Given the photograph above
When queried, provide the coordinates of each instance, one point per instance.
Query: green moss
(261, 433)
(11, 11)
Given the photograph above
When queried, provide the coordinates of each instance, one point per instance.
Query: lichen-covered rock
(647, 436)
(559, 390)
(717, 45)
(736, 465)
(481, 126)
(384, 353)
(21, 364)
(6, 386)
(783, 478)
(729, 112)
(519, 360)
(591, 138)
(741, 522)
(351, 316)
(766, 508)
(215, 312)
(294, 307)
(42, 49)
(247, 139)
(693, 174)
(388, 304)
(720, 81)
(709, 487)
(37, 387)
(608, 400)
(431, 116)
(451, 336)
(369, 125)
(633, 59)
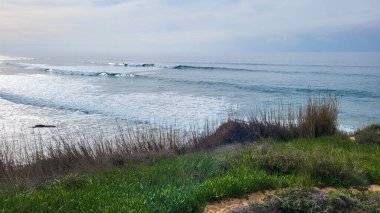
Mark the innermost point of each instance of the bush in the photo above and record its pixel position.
(285, 163)
(369, 135)
(310, 200)
(74, 181)
(336, 173)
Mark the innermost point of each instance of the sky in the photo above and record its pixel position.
(188, 27)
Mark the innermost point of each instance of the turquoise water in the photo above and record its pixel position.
(93, 92)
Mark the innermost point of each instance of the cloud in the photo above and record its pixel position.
(177, 25)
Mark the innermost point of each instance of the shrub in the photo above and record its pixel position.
(333, 172)
(74, 181)
(285, 163)
(369, 135)
(311, 200)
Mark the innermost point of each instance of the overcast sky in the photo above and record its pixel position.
(188, 27)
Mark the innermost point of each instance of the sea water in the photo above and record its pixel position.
(78, 93)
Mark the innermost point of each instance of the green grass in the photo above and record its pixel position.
(185, 183)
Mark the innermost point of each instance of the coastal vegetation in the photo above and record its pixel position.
(147, 169)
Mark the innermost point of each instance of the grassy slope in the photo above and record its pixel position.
(185, 183)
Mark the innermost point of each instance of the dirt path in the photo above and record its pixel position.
(231, 204)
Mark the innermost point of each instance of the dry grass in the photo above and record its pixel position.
(65, 153)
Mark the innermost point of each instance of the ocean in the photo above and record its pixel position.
(91, 93)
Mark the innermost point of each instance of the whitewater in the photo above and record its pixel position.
(95, 94)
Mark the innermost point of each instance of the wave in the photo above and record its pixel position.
(188, 67)
(56, 70)
(277, 89)
(11, 58)
(180, 67)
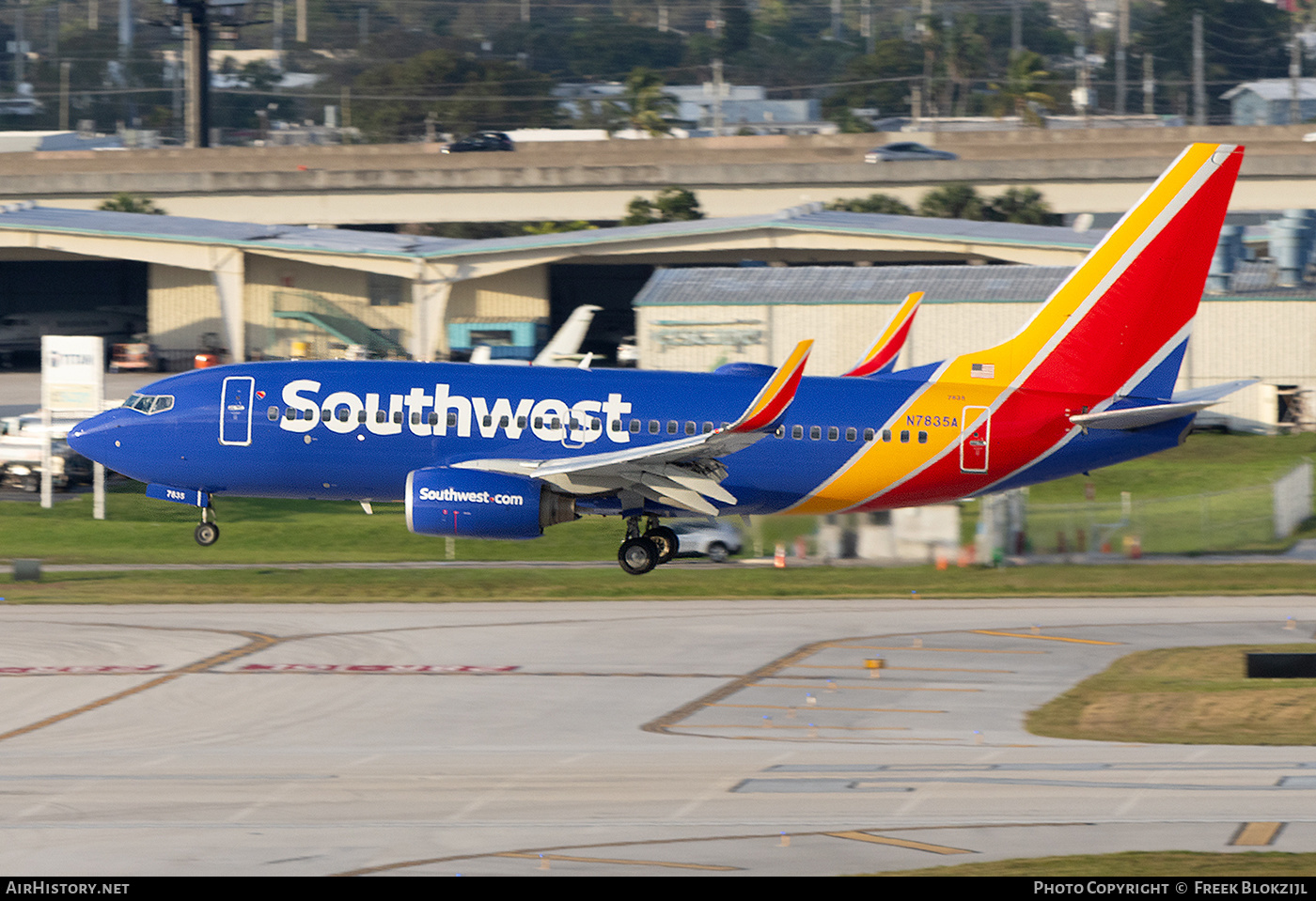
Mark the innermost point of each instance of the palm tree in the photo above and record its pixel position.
(1019, 95)
(647, 101)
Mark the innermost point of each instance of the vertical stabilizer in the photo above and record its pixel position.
(1131, 303)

────────────────────

Given exercise:
Reproduce every one of the entries above word for word, with each point in place, and leave out the pictures.

Task output:
Given the photograph above
When queried, provide the coordinates of each instance, one point per instance.
Query: green moss
(261, 433)
(11, 11)
Given the photograph above
When queried, provide the coordinates of each instance, one point per instance.
Query: lichen-covered rock
(647, 436)
(559, 390)
(717, 45)
(736, 465)
(481, 126)
(384, 353)
(21, 364)
(6, 386)
(783, 478)
(729, 112)
(519, 360)
(591, 138)
(741, 522)
(351, 316)
(766, 508)
(215, 312)
(294, 307)
(42, 49)
(247, 139)
(693, 174)
(388, 304)
(720, 81)
(709, 487)
(37, 387)
(608, 400)
(431, 116)
(451, 336)
(369, 125)
(633, 59)
Mark the innermost point of each instance of the bush in the photo above and record its pixel position.
(285, 163)
(369, 135)
(310, 200)
(74, 181)
(336, 173)
Mark the innermost point of each instance of the sky in the photo above and record its pixel position.
(188, 27)
Mark the innermost point of each instance of the turquoise water in the photo above and record its pixel position.
(93, 92)
Mark the innermost point of each instance of the cloud in the photo above and record its pixel position.
(177, 25)
Mark the innermost point of each instance of the shrub in the photo above and record its pixel position.
(333, 172)
(74, 181)
(285, 163)
(369, 135)
(311, 200)
Mark the innermost point of each instance of the overcast sky in the photo above and record its pixel position.
(188, 27)
Mark the innermost point of each instance of the sea water in the photo above and record its pixel position.
(78, 93)
Mark the innermost point of each instance of the green grass in the photo above and record its pixel position.
(185, 183)
Mark the innermost point of each instance of the coastal vegetation in the photo above and record its pixel position.
(147, 169)
Mark the innermost point of each instance of the grassy slope in the photo above and record its pixel position.
(185, 183)
Mark the innermost point of each instance of the dirt path in the photo above and record its pixel position.
(231, 204)
Mark the innermost point of each instance of the dry grass in the photo above and record its pixel position.
(65, 153)
Mark the innermost point of each instance of the ocean in the photo above and record its pixel position.
(91, 93)
Mark the innermost point of each instance of the whitewater in the photo above and record its pixel position.
(95, 94)
Mark the innermost point of each instance of the wave in the photo above and record its pixel position.
(188, 67)
(56, 70)
(277, 89)
(11, 58)
(180, 67)
Mark the innermost point of each instance of the palm tree in the photo above and record its pixel position.
(1019, 95)
(647, 101)
Mark the innermost point of each instance of the vertical stabilizer in the photo above and record its pixel position.
(1131, 303)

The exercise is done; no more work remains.